> _EXTRAIT_
Rien de pareil dans les systèmes impérialistes modernes. Les Empires coloniaux (de la Grande Bretagne ou de la France) comme l’Empire informel des Etats Unis ont été construits systématiquement sur la base de la distinction tranchée entre le peuple des métropoles et ceux des colonies et dépendances, auxquels étaient déniés les droits le plus élémentaires octroyés au premier. En conséquence le combat des peuples dominés par le capitalisme impérialiste devenait un combat de libération nationale, de nature anti-impérialiste par la force des choses. Il faut donc se garder de confondre ce nationalisme moderne anti-impérialiste – progressiste de ce fait – de toutes les autres expressions de mouvements nationalistes non anti-impérialistes, qu’il s’agisse des nationalismes inspirées par les classes dirigeantes des nations impérialistes, ou de mouvements nationalistes non anti-impérialistes – comme l’ont été ceux des peuples balkaniques sur lesquels je reviendrai plus loin. Assimiler les structures propres aux Empires anciens et celles particulières aux Empires impérialistes du capitalisme, les confondre dans un pseudo-concept général d’« Empire » s’inscrit en contrepoint des exigences élémentaires d’une analyse scientifique des sociétés historiques.
L’émergence des idéologies des nationalismes est ultérieure. Celles-ci se constituent au XIXe siècle seulement dans les Balkans, en Syrie, chez les Arméniens et plus tard chez les Turcs de Roumélie en réaction aux autres. Il n’y a pas alors le moindre soupçon d’émergence d’un nationalisme kurde. L’émergence de tous ces nationalismes est étroitement associée à l’urbanisation nouvelle et à la modernisation des administrations. Les paysans eux pouvaient continuer à parler dans leur langue, ignorer celle de l’administration ottomane qui n’apparaissait dans les campagnes que pour la collecte des tributs et le recrutement des soldats. Mais dans les villes nouvelles et particulièrement dans les nouvelles classes moyennes éduquées, la maîtrise d’une langue écrite devenait une nécessité quotidienne. Et c’est dans ces classes nouvelles que vont se recruter les premières générations nationalistes au sens moderne. Le caractère rural des zones de peuplement kurde, comme celui de l’Anatolie centrale turque, explique la formation tardive du nationalisme turc (kémaliste) et encore plus tardive du nationalisme kurde.

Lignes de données
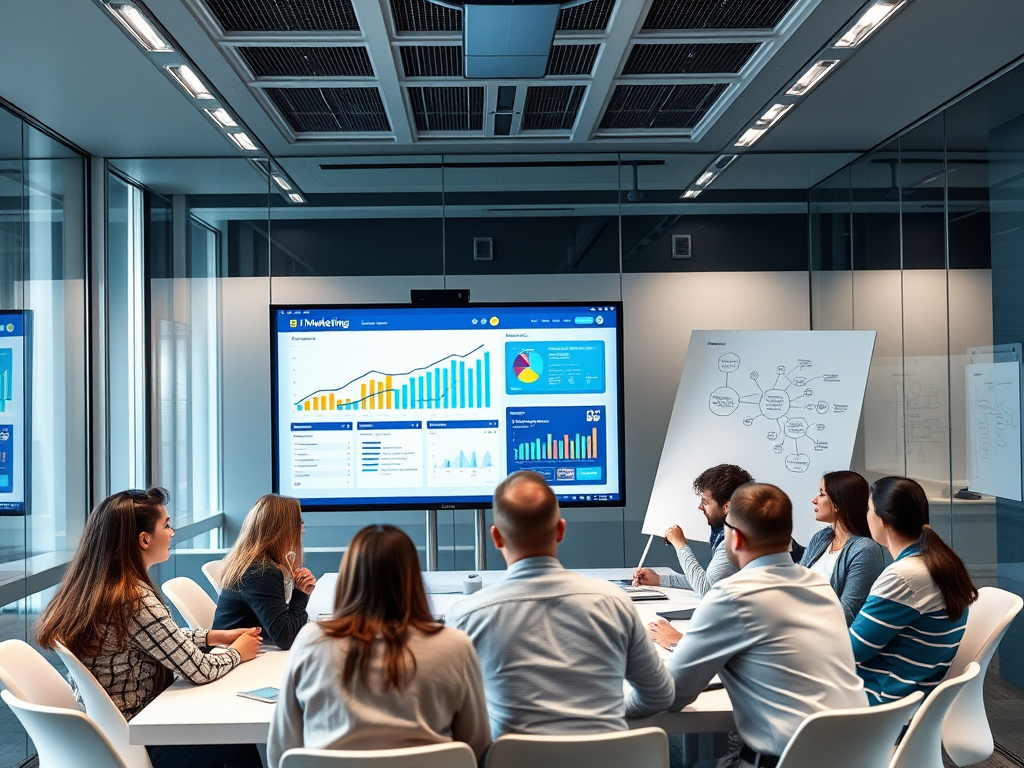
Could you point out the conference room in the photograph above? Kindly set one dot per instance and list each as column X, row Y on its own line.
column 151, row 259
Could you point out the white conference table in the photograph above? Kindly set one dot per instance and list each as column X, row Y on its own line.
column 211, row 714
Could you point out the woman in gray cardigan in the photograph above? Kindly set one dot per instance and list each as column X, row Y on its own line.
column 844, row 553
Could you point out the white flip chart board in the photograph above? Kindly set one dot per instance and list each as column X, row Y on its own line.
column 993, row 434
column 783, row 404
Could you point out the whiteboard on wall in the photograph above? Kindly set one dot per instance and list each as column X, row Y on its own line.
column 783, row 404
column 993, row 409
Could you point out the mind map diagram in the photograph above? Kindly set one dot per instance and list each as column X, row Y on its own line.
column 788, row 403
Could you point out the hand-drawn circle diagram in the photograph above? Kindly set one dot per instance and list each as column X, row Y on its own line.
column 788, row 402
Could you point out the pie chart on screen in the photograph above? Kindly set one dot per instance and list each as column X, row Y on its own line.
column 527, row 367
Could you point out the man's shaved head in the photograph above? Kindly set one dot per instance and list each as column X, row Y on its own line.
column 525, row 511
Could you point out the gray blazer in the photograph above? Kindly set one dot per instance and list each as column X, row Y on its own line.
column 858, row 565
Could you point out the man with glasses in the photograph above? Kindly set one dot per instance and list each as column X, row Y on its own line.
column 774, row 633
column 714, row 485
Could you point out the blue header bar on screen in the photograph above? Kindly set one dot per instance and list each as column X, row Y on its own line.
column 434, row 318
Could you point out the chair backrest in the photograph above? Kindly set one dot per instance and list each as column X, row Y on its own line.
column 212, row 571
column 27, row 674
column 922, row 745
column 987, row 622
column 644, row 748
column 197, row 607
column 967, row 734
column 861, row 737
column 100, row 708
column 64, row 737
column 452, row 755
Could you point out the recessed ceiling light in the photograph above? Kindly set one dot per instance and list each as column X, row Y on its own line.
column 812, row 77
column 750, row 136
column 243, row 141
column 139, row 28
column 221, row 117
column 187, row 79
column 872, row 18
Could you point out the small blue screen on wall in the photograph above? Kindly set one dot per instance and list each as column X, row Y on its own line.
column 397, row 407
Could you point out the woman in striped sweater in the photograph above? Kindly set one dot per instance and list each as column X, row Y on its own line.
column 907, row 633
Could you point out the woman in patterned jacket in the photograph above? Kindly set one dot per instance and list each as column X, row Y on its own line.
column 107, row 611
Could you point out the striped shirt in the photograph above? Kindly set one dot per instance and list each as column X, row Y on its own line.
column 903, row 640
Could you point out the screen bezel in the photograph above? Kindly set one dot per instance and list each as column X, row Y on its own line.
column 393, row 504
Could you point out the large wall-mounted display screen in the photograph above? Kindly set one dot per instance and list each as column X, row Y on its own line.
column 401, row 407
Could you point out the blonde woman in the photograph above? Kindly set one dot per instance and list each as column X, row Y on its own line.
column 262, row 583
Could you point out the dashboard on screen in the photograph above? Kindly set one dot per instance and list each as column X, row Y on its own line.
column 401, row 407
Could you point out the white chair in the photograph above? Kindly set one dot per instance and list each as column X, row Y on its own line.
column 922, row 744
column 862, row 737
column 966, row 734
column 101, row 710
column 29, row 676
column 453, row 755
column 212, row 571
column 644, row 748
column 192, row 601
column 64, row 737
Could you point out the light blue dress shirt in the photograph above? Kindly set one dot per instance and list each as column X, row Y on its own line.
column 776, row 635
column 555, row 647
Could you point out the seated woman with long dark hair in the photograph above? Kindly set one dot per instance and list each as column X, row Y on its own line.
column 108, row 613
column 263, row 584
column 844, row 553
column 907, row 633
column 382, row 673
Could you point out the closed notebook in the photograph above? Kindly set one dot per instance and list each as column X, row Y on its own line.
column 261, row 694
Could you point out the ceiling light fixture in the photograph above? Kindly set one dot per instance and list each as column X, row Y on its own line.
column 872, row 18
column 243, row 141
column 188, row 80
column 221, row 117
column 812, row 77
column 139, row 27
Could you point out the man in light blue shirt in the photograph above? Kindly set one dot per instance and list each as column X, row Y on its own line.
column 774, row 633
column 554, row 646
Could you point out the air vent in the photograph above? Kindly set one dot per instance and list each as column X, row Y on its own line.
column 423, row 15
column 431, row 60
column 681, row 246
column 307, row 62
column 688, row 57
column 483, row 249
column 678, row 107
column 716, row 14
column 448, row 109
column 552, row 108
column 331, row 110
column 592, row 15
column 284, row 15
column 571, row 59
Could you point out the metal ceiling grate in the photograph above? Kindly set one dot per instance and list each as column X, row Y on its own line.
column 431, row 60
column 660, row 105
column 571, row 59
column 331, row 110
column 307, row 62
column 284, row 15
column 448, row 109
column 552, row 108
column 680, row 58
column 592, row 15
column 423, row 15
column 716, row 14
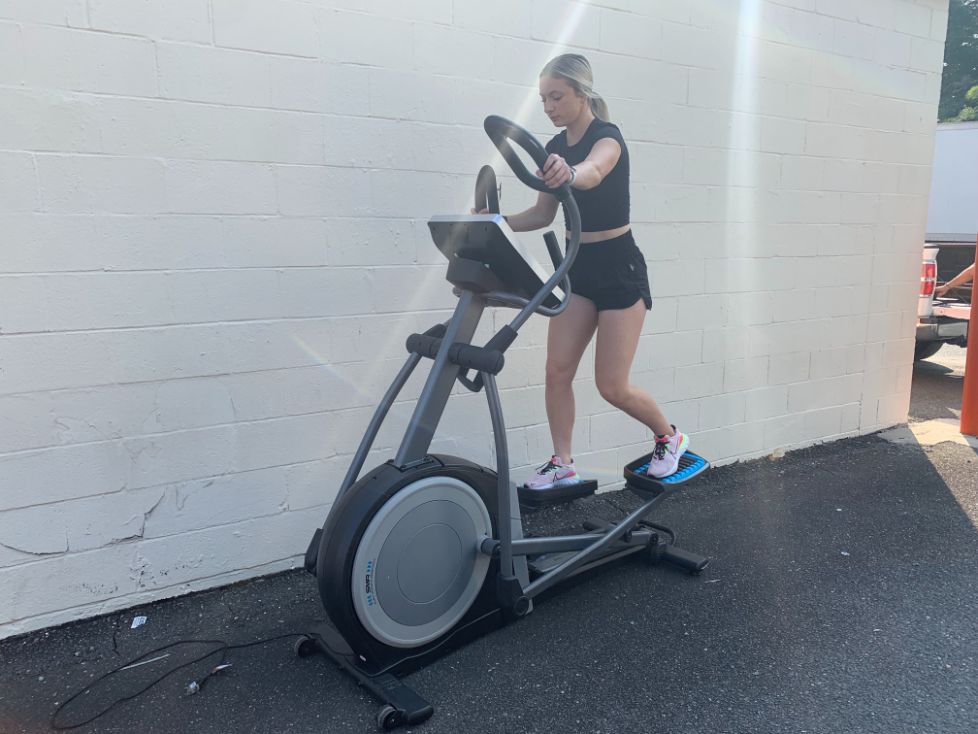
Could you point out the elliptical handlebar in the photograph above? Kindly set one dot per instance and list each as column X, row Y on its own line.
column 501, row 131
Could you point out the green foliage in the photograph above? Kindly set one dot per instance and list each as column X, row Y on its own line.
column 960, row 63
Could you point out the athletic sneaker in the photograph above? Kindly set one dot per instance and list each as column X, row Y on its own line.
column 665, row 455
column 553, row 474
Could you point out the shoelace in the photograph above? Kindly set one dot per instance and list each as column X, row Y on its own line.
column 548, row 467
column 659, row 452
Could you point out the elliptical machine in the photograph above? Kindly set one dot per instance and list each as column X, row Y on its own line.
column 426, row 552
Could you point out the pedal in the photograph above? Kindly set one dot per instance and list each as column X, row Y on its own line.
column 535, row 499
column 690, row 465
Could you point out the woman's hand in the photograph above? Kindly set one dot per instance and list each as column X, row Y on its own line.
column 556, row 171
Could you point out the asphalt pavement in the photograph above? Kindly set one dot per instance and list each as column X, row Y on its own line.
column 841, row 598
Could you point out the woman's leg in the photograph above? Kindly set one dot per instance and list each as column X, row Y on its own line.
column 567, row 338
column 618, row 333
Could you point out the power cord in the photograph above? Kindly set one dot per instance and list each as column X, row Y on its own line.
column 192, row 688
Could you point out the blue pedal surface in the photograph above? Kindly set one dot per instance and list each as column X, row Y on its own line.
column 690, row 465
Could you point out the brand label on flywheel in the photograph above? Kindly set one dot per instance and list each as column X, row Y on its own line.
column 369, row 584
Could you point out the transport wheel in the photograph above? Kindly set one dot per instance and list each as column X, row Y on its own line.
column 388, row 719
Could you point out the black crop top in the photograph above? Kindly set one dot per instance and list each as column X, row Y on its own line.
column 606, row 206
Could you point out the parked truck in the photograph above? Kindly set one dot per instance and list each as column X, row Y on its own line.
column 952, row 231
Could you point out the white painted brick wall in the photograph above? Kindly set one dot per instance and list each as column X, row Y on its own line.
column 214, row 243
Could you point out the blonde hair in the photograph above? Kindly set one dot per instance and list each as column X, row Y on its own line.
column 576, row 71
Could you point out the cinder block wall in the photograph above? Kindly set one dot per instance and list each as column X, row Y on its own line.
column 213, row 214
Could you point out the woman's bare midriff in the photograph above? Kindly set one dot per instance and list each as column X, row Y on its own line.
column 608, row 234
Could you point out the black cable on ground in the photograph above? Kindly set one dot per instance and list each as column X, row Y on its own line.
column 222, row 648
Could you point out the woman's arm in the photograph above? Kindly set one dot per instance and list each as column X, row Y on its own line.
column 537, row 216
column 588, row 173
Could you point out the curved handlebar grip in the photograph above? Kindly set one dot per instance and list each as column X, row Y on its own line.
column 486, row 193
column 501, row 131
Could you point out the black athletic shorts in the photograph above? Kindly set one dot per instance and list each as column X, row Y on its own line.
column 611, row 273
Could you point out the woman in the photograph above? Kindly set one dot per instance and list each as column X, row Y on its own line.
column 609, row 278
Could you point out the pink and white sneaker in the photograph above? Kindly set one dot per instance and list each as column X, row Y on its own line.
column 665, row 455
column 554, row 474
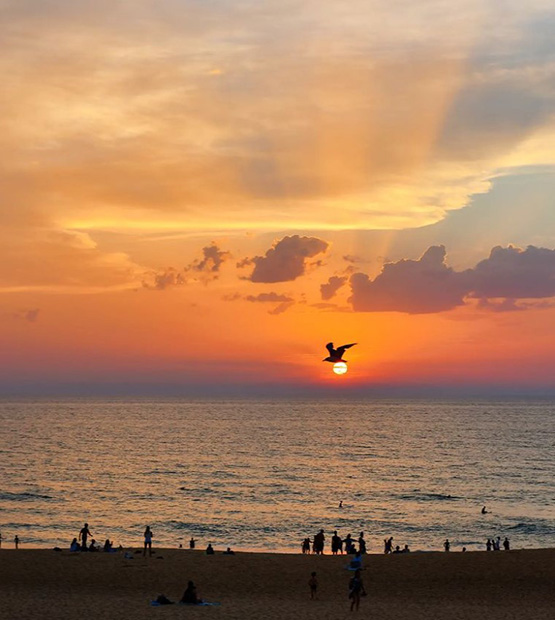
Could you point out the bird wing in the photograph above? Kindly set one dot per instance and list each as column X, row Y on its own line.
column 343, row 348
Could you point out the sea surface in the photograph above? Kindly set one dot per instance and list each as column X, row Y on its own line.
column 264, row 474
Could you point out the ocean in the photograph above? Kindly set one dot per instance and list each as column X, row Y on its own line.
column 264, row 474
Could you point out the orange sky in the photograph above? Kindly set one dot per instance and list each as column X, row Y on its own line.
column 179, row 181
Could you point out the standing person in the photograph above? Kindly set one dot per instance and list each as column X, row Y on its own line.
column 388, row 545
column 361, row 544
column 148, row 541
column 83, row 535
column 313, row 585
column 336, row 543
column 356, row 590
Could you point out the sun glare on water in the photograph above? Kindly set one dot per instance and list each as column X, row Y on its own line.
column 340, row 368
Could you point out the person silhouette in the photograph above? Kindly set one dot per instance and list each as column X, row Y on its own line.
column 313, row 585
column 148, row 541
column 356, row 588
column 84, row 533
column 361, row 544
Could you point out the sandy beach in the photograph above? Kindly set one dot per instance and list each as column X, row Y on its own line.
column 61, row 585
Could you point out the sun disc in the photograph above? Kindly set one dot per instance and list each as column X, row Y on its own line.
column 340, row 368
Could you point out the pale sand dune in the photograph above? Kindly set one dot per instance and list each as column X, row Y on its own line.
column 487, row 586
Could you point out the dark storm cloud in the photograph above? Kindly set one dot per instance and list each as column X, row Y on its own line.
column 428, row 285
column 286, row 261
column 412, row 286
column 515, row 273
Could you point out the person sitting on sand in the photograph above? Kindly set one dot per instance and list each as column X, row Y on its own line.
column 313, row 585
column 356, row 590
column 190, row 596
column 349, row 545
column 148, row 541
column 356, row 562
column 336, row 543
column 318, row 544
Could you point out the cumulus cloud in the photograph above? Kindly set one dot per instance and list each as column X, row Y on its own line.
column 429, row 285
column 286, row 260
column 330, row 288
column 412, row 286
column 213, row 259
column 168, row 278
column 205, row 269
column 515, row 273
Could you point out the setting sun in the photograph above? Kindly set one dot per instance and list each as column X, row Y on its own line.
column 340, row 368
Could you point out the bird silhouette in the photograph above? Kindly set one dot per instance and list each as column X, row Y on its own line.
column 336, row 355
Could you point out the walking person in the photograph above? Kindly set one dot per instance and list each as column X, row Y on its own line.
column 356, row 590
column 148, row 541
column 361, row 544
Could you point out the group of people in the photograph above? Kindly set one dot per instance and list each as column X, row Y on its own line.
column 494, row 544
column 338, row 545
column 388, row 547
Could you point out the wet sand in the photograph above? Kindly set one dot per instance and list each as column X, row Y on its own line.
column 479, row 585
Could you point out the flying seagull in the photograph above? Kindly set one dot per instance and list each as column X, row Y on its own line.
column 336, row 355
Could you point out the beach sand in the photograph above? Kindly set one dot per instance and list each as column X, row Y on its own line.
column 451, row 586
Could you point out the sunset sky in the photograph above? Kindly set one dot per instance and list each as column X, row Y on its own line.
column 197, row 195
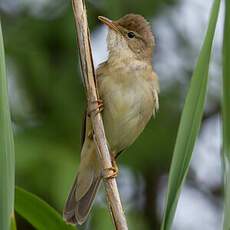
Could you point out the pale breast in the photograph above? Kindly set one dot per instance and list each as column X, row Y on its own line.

> _ACTIONS À MENER_
A) D'après l'extrait, au cours de quel siècle les idéologies des nationalismes se constituent-elles dans les Balkans ?
B) Modifiez la liste en remplaçant "person sitting on sand" par "person seated on the beach" sans rien changer d'autre. Commencez à la ligne qui contient "Could you point out the person sitting", arrêtez-vous après celle qui contient "column 318, row 544", et ne rendez que ces lignes.
L'extrait et la liste sont deux documents indépendants l'un de l'autre.

> _CORRIGÉ DE L'EXERCICE_
A) Au XIXe siècle.

B)
Could you point out the person seated on the beach in the photograph above? Kindly set one dot per instance and list each as column X, row Y on its own line.
column 313, row 585
column 356, row 590
column 190, row 596
column 349, row 545
column 148, row 541
column 356, row 562
column 336, row 543
column 318, row 544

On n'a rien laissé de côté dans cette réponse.